**Text block:**
..........
The Democratization of Medical Diagnosis and Discovery
An anonymous reader writes: As wearable fitness devices become popular, we're seeing the beginning of a change in how untrained people can monitor their own health. On top of that, we also have access now to powerful data-sharing tools — if a patient has the means and the interest to look at the data from a doctor's medical scans, she can. A post at the NY Times argues this is leading to the democratization of medical discovery. Physicians and researchers are now saying, "Better-informed patients ... are more likely to take better care of themselves, comply with prescription drug regimens and even detect early-warning signals of illness." These tools also allow easier aggregation of data from large groups of patients (hopefully anonymized), which can provide more accurate assessments of the typical course of disease than current methods, which often rely on interpretations of interpretations.
It also leads to rampant, self-diagnosing webochondria. I will admit, I am an offender in this respect.
I'm not saying the data shouldn't be available, just that most people won't be able to use it properly.
I'm hoping for the Uberization of health care. There is no excuse for keeping medical information from the patient himself under the guise of "privacy," especially when governments get free and full access to the same data. Yes, a lot of people are faddish about health, but this is just as big a problem under today's locked-down system, and I resent having my right to self-discovery and choice of treatment limited because a minority of the gullible are following quack ideologies. In fact, believers in "supplements" and other nostra enjoy protected status under current law, while patients are rigidly prevented from getting open-market access to real medicine.
What our medical system really fears is not Obamacare, but the free market. To hospitals, doctors and pharma companies, socialism is just another set of rules they can game to keep their prices two orders of magnitude above the market.
..........
**Work instructions:** Could you write out the entire text on democratizing medical diagnosis, word for word, before the listing?
..........
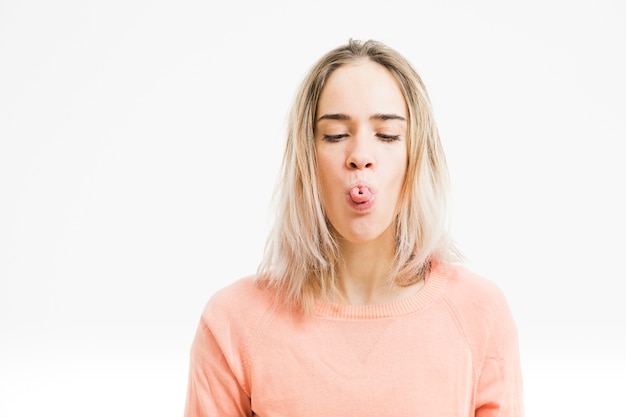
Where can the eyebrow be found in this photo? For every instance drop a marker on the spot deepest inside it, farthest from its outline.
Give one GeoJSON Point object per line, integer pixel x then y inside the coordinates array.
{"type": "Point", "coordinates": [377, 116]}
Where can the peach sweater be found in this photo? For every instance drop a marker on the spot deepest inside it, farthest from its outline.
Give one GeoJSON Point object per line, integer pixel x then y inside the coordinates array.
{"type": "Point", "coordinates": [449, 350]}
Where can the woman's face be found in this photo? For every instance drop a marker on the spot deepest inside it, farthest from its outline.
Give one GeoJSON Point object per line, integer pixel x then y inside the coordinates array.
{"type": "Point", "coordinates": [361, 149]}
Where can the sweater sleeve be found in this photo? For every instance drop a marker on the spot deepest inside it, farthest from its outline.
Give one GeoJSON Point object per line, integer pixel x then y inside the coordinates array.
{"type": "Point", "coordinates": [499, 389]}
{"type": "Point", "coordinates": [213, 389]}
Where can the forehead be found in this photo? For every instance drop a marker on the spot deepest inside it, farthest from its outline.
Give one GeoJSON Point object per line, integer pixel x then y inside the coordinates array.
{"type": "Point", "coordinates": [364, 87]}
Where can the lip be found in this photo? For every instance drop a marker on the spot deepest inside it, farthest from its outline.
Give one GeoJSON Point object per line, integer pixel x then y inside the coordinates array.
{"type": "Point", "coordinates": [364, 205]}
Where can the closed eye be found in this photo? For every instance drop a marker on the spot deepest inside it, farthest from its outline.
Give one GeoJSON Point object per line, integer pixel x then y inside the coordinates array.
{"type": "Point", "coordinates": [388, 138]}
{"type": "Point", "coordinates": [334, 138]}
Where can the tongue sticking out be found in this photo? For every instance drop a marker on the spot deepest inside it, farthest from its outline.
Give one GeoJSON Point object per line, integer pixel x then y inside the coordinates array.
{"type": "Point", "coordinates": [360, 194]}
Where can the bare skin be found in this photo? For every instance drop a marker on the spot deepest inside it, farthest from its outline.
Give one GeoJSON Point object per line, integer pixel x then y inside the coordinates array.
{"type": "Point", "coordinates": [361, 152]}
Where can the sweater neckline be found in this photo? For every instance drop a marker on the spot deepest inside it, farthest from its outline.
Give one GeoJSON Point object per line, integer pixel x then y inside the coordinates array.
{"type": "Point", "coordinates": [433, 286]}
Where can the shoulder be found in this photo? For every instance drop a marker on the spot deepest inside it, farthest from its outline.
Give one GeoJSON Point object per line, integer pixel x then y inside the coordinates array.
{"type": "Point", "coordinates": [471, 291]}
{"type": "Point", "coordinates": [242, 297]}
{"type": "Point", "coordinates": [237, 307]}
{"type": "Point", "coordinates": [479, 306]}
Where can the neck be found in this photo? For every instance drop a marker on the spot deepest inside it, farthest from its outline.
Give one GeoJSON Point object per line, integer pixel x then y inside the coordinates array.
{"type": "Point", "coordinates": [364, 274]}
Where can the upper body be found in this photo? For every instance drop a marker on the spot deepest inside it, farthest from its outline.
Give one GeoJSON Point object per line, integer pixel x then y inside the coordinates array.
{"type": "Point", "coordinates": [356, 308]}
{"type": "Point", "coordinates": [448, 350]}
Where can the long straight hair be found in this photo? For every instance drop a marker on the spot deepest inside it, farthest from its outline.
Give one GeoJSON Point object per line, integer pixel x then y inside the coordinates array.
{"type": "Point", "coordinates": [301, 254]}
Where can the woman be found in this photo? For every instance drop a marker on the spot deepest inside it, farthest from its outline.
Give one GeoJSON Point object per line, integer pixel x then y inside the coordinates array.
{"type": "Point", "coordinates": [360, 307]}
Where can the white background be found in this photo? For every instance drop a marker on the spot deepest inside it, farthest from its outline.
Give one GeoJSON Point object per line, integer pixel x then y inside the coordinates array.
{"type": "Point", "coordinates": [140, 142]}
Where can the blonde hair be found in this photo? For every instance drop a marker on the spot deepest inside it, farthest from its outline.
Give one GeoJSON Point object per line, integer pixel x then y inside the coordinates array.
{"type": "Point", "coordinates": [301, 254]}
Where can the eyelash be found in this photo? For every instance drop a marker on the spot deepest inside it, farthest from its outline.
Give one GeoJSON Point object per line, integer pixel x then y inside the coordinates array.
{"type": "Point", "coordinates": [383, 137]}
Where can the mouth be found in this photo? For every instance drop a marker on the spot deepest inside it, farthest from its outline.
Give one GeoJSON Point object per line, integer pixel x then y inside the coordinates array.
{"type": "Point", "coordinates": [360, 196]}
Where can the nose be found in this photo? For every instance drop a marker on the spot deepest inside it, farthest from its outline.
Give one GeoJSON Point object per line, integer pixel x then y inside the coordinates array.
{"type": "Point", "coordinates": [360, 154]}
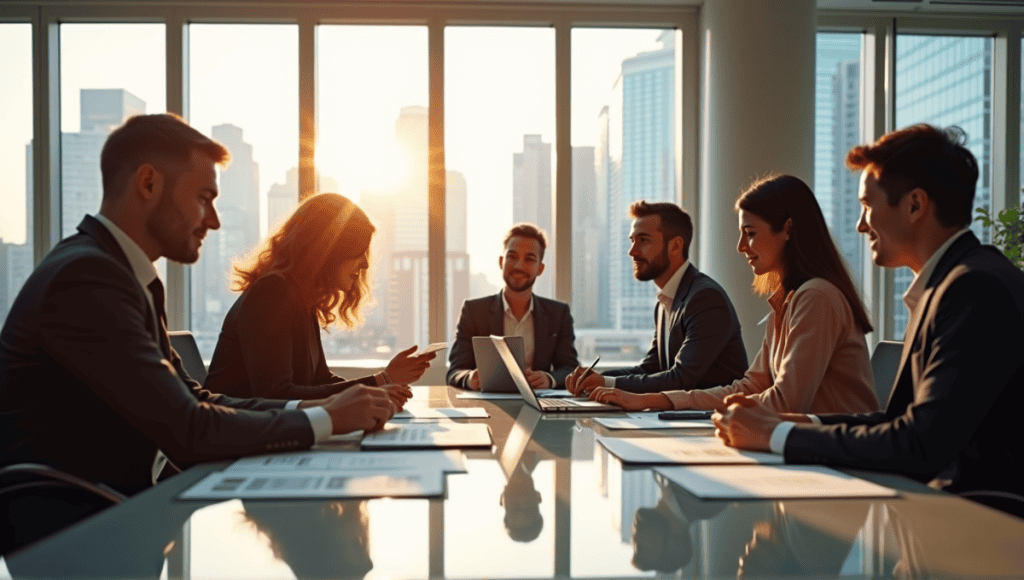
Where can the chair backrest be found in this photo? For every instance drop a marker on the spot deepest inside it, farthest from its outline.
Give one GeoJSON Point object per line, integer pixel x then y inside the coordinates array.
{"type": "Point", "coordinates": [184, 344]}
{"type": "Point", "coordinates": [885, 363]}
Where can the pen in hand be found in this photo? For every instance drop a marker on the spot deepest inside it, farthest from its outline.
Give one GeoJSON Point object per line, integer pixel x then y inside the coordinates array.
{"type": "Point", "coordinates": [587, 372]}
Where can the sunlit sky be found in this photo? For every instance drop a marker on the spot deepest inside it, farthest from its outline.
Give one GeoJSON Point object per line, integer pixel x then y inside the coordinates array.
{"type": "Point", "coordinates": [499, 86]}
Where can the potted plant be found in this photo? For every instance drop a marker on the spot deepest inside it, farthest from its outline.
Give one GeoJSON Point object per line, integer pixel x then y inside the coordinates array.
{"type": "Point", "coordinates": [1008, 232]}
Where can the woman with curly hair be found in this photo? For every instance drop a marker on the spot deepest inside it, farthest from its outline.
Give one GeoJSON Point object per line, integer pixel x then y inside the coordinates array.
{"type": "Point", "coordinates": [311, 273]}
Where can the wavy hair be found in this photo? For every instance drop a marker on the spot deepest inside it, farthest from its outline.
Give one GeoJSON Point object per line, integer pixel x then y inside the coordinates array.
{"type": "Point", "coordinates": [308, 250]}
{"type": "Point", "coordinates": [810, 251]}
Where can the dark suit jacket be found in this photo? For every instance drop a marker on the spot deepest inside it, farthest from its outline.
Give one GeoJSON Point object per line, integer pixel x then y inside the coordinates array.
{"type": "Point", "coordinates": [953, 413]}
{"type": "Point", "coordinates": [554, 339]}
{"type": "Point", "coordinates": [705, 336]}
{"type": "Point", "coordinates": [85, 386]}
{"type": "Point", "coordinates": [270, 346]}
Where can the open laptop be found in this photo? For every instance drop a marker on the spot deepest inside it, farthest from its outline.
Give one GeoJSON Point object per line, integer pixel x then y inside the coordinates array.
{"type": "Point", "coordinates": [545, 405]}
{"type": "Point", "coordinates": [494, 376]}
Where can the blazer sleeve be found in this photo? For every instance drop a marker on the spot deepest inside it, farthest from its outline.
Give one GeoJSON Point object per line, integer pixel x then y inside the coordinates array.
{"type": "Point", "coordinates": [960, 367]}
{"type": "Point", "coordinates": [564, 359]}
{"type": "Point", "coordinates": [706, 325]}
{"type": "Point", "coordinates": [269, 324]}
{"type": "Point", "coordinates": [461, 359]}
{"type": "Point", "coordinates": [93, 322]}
..........
**Answer to this exercise:**
The Democratization of Medical Diagnosis and Discovery
An anonymous reader writes: As wearable fitness devices become popular, we're seeing the beginning of a change in how untrained people can monitor their own health. On top of that, we also have access now to powerful data-sharing tools — if a patient has the means and the interest to look at the data from a doctor's medical scans, she can. A post at the NY Times argues this is leading to the democratization of medical discovery. Physicians and researchers are now saying, "Better-informed patients ... are more likely to take better care of themselves, comply with prescription drug regimens and even detect early-warning signals of illness." These tools also allow easier aggregation of data from large groups of patients (hopefully anonymized), which can provide more accurate assessments of the typical course of disease than current methods, which often rely on interpretations of interpretations.
It also leads to rampant, self-diagnosing webochondria. I will admit, I am an offender in this respect.
I'm not saying the data shouldn't be available, just that most people won't be able to use it properly.
I'm hoping for the Uberization of health care. There is no excuse for keeping medical information from the patient himself under the guise of "privacy," especially when governments get free and full access to the same data. Yes, a lot of people are faddish about health, but this is just as big a problem under today's locked-down system, and I resent having my right to self-discovery and choice of treatment limited because a minority of the gullible are following quack ideologies. In fact, believers in "supplements" and other nostra enjoy protected status under current law, while patients are rigidly prevented from getting open-market access to real medicine.
What our medical system really fears is not Obamacare, but the free market. To hospitals, doctors and pharma companies, socialism is just another set of rules they can game to keep their prices two orders of magnitude above the market.